> _WHAT NEEDS TO BE DONE_
Extend the design notes below on searching a corpus of articles for company names, picking up after their final sentence.

> _PAGE TEXT_
########

Input: corpus of articles + list of companies to search for
Output: companies that can be found in the corpus of articles

flowchart LR
        A(Article Corpus) -->|index| CC(Company Classifier)
        C(Companies) -->|search| CC(Company Classifier)
        CC(Company Classifier) -->|output| MC(Found Companies)
    
        IS(Indexing Strategy) --> CC(Company Classifier)
        LSS(Linear Scan Strategy) --> IS(Indexing Strategy)
        LS(Lucene Strategy) --> IS(Indexing Strategy)
        TS(Trie Strategy) --> IS(Indexing Strategy)
        PS(Patricia Strategy) --> IS(Indexing Strategy)

Solution

Technologies

Spring
Gradle
Lucene

Package Structure

articles: logic for reading the corpus of articles
classifiers:
- Logic for finding companies in the corpus of text
- Has several indexing strategies: Linear Scan, Lucene, Patricia, Trie
companies: logic for reading companies
configuration: bean creation
lucene: abstraction for an In Memory Lucene Index
printer: logic for printing the results
transformers: logic for applying different types of transformers on the corpus of articles before indexing it

Conceptual Approach

The central piece of the solution revolves around searching for companies in the corpus of articles in an efficient manner:

The naive approach does a linear scan
More complex and advanced approaches build an index from the corpus of articles and perform the search on this index to improve performance (both time and space-wise)

########

> _GIVEN INFORMATION_
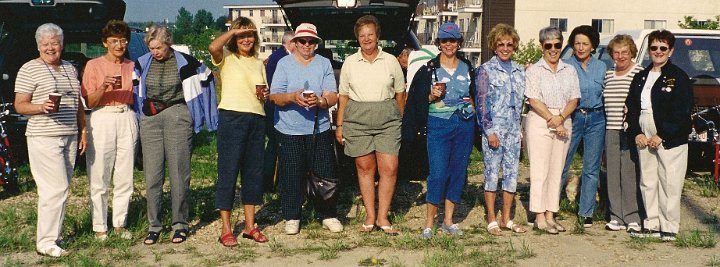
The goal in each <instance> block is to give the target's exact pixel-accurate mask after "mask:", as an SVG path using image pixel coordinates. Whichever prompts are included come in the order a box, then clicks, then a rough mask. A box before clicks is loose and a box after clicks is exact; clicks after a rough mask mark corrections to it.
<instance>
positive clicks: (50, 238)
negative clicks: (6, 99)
mask: <svg viewBox="0 0 720 267" xmlns="http://www.w3.org/2000/svg"><path fill="white" fill-rule="evenodd" d="M27 143H28V159H29V160H30V172H31V173H32V176H33V179H34V180H35V184H36V185H37V189H38V215H37V216H38V222H37V237H36V238H37V239H36V243H35V246H36V247H37V249H38V251H44V249H45V248H47V247H48V246H51V245H55V244H56V242H57V241H58V240H60V233H61V232H62V224H63V219H64V218H65V202H66V201H67V198H68V195H69V193H70V179H71V178H72V175H73V167H74V165H75V156H76V154H77V135H66V136H28V137H27Z"/></svg>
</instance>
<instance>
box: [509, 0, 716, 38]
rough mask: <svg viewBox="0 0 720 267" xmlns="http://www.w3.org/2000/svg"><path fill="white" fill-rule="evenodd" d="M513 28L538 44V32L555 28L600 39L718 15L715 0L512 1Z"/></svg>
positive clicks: (677, 25)
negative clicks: (588, 35) (584, 30)
mask: <svg viewBox="0 0 720 267" xmlns="http://www.w3.org/2000/svg"><path fill="white" fill-rule="evenodd" d="M515 1H516V3H515V28H516V29H517V31H518V34H520V40H521V41H523V42H527V41H528V40H530V39H534V40H535V41H537V40H538V32H539V31H540V29H541V28H543V27H545V26H548V25H554V26H558V27H559V28H560V29H561V30H562V31H563V32H565V33H567V34H566V35H565V36H564V37H566V38H567V37H568V36H569V35H570V32H571V31H572V29H573V28H575V27H577V26H580V25H592V26H593V27H595V28H596V29H598V31H599V32H600V37H601V38H602V37H605V36H612V35H614V34H615V33H616V32H618V31H622V30H637V29H661V28H664V29H668V30H671V31H672V29H678V28H679V27H678V21H683V18H684V16H693V17H694V18H695V19H696V20H698V21H705V20H708V19H711V20H714V19H715V16H717V15H719V14H720V1H718V0H663V1H650V0H636V1H632V0H596V1H576V0H543V1H538V0H515Z"/></svg>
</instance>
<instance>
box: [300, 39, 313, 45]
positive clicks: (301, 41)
mask: <svg viewBox="0 0 720 267" xmlns="http://www.w3.org/2000/svg"><path fill="white" fill-rule="evenodd" d="M297 42H298V43H300V44H301V45H305V44H307V43H309V44H310V45H316V44H318V40H317V39H302V38H301V39H297Z"/></svg>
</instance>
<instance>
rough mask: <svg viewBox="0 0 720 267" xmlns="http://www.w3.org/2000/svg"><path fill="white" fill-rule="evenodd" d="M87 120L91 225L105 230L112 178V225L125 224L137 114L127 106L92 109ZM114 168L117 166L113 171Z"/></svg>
mask: <svg viewBox="0 0 720 267" xmlns="http://www.w3.org/2000/svg"><path fill="white" fill-rule="evenodd" d="M88 120H89V122H88V148H87V169H88V179H89V180H90V199H91V203H92V220H93V222H92V225H93V226H92V227H93V231H95V232H106V231H107V229H108V225H107V208H108V204H107V202H108V187H109V184H110V178H111V177H113V185H114V188H113V201H112V204H113V210H112V225H113V226H114V227H125V224H126V219H127V213H128V206H129V204H130V198H131V196H132V193H133V165H134V162H135V161H134V159H135V147H136V146H137V141H138V126H137V119H136V118H135V113H134V112H133V110H132V109H131V108H129V107H128V106H127V105H123V106H105V107H101V108H97V109H95V110H93V112H92V114H90V116H89V119H88ZM113 167H114V169H115V171H114V173H112V174H111V172H112V171H113Z"/></svg>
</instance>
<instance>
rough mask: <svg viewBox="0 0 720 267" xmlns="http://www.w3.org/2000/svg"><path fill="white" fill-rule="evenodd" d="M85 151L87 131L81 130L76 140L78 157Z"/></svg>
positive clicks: (85, 130) (86, 147)
mask: <svg viewBox="0 0 720 267" xmlns="http://www.w3.org/2000/svg"><path fill="white" fill-rule="evenodd" d="M85 149H87V130H84V129H83V130H81V131H80V140H78V150H80V155H82V154H85Z"/></svg>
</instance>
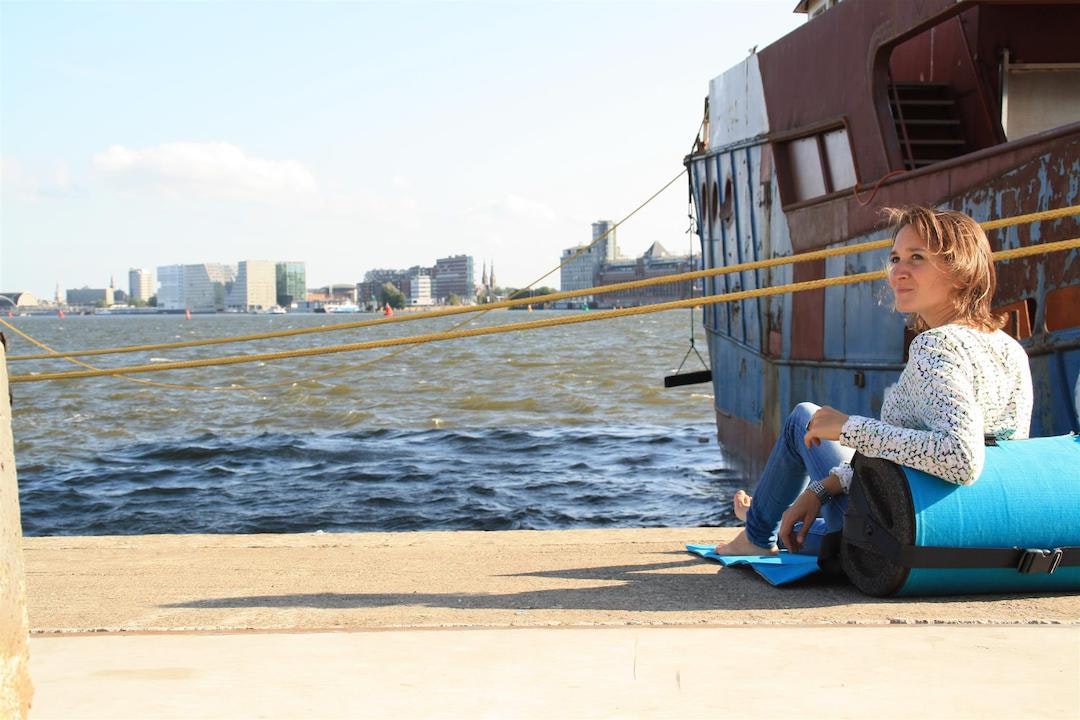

########

> _EXERCISE OUTPUT_
- Trie
- Patricia (reduces the storage requirements by compressing common paths)
- Lucene (uses an In Memory Lucene Index)

Current implementations:

Linear Scan Strategy
Lucene Strategy

Future directions:

Trie Strategy
Patricia Strategy

Linear Scan

Does a linear scan over the entire corpus of articles and tries to find a match for each company.

Trie

These method needs careful analysis of the input companies to determine the max length of the words that should be stored in the data structures. There are two approaches:

Number of characters: determine the maximum length of a company name and cap the length of sequence of terms to that.
- Example: maxLength(Shockley Semiconductor Laboratory) = 34
Number of terms: determine the maximum length of terms an company name consists of and cap the length of the sequence of terms to that.
- Example: maxTerms(Shockley Semiconductor Laboratory) = 3

Patricia

The same as for the Trie Strategy applies. Space usage is more efficient int this case.

Lucene

Lucene does most of the work out of the box for us: creating an efficient indexing structure, splitting, lowercase conversion, punctuation removal, etc.

Testing

Parameterized tests for each test cases and for each strategy

Prerequisites

Java 11 is available on your system (tested with Java 11 and Java 18)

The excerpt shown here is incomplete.